_WORK TO BE COMPLETED:_
Collect all lines containing the word "instagram" from the data.

_STUDY MATERIAL:_
====
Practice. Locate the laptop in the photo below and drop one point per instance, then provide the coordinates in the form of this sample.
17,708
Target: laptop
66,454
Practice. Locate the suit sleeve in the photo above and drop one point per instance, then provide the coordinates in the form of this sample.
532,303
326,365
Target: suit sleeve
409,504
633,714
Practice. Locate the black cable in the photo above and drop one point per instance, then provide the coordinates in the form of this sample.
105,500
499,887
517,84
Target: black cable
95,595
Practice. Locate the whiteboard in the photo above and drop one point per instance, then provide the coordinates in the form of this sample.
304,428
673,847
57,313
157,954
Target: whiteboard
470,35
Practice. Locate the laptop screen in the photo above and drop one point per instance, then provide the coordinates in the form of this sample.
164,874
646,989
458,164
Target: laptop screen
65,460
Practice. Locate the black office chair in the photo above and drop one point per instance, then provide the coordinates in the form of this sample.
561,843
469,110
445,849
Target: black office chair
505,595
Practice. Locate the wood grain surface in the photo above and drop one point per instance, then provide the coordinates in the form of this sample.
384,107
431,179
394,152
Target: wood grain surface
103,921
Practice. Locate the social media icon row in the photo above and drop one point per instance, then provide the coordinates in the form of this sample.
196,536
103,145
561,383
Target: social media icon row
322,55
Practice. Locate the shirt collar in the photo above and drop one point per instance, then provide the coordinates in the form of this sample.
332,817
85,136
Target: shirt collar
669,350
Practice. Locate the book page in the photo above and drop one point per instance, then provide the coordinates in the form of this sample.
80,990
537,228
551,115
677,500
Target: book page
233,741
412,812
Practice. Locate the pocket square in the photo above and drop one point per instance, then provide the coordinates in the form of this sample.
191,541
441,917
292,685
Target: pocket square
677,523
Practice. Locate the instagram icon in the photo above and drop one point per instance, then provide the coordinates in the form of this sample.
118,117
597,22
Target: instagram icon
====
_ANSWER FOR THIS EXERCISE:_
Practice. Locate the instagram icon in the photo above and drop one point per instance, then provide the coordinates in the form of this sample.
Target: instagram icon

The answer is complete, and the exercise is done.